Working data:
+++++

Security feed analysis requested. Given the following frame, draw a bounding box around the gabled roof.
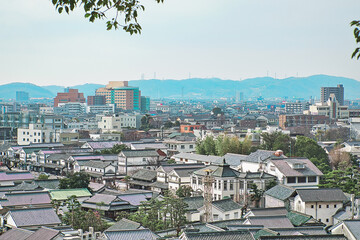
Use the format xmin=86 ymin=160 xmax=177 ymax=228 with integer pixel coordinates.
xmin=104 ymin=228 xmax=158 ymax=240
xmin=131 ymin=169 xmax=157 ymax=181
xmin=7 ymin=208 xmax=61 ymax=227
xmin=26 ymin=227 xmax=61 ymax=240
xmin=212 ymin=198 xmax=242 ymax=212
xmin=0 ymin=228 xmax=34 ymax=240
xmin=105 ymin=218 xmax=141 ymax=232
xmin=119 ymin=149 xmax=159 ymax=158
xmin=271 ymin=158 xmax=323 ymax=177
xmin=265 ymin=184 xmax=295 ymax=201
xmin=296 ymin=188 xmax=348 ymax=202
xmin=49 ymin=188 xmax=91 ymax=200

+++++

What is expected:
Extract the lines above verbatim, leaving out the picture.

Result for this task:
Security feed analysis requested. Given the following frame, draw a bounding box around the gabled roof.
Use the format xmin=86 ymin=160 xmax=177 ymax=228 with integer pixel coordinates.
xmin=104 ymin=228 xmax=158 ymax=240
xmin=131 ymin=169 xmax=157 ymax=181
xmin=7 ymin=208 xmax=61 ymax=227
xmin=26 ymin=227 xmax=61 ymax=240
xmin=212 ymin=198 xmax=242 ymax=212
xmin=0 ymin=228 xmax=34 ymax=240
xmin=105 ymin=218 xmax=141 ymax=232
xmin=119 ymin=149 xmax=159 ymax=158
xmin=271 ymin=158 xmax=323 ymax=177
xmin=265 ymin=184 xmax=295 ymax=201
xmin=296 ymin=188 xmax=348 ymax=202
xmin=49 ymin=188 xmax=91 ymax=200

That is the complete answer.